*THE EXERCISE*:
Copy every line from the start of the records up to and including the line containing "88], [72, 40]]", multiplying each point coordinate in the answers by 0.45 and rounding to whole numbers, halves up. All other numbers stay as they are.

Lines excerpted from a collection
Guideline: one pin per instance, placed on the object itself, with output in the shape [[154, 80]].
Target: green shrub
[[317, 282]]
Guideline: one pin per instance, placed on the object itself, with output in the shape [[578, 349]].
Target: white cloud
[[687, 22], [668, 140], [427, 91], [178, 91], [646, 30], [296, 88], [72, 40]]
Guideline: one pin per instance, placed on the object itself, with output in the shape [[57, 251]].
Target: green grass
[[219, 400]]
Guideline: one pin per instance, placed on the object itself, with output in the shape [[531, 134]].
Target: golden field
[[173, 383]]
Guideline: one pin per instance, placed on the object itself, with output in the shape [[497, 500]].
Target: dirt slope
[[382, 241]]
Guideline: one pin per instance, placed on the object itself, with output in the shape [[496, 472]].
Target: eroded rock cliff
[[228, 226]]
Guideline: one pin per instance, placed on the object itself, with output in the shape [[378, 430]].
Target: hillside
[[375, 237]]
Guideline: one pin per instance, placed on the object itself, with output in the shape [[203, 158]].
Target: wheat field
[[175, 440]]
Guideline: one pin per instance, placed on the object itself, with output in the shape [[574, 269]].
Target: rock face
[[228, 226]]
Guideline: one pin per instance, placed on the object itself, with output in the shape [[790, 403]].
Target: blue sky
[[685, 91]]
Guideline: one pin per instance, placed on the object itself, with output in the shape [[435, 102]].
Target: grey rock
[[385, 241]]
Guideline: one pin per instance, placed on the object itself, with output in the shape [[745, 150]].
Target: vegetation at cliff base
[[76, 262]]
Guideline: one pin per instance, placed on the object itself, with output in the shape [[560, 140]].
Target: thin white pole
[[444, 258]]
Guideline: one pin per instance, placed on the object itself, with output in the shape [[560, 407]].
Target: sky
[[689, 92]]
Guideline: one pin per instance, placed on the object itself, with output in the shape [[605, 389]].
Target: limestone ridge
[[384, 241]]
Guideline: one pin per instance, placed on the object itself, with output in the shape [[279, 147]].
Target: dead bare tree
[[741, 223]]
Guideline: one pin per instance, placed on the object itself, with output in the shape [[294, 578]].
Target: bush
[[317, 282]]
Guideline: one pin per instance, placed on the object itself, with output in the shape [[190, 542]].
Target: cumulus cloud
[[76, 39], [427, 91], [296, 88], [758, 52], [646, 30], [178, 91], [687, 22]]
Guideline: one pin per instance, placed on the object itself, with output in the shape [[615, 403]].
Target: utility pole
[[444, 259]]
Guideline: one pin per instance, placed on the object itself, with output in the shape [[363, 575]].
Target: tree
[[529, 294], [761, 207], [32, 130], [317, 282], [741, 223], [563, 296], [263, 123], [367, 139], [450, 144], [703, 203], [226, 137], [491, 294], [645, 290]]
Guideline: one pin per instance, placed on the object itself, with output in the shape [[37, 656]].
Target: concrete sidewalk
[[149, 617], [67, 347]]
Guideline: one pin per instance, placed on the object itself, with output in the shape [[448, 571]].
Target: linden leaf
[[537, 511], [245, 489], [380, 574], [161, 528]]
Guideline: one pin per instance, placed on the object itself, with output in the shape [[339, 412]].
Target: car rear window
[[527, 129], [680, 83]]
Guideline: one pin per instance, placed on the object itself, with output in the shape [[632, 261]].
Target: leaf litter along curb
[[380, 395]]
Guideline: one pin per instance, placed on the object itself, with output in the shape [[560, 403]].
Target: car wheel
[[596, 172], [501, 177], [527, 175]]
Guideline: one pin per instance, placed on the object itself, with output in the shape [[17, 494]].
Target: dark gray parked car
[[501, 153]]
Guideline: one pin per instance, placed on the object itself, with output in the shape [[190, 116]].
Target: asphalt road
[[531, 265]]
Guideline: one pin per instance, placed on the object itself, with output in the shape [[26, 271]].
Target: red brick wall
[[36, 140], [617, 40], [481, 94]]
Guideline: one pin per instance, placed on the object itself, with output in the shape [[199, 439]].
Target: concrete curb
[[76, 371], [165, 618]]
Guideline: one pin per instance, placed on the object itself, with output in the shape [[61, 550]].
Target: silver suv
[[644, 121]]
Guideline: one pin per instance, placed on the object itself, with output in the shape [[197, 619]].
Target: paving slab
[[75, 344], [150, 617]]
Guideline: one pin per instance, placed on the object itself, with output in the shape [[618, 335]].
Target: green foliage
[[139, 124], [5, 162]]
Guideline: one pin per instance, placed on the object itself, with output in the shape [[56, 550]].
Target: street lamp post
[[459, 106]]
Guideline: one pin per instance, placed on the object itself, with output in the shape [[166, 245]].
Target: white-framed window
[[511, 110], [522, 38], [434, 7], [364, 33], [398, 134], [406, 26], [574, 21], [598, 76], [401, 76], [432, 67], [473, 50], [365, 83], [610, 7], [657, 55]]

*THE COMPLETED TASK*:
Guideline: one pin per instance, placed on the object itself, with output in the shape [[154, 80]].
Target: green shrub
[[143, 127]]
Guideline: one pin per instance, placed on the object itself, with output in the shape [[578, 349]].
Target: white cloud
[[309, 10], [301, 63], [192, 41], [80, 41], [291, 14], [133, 40], [32, 18]]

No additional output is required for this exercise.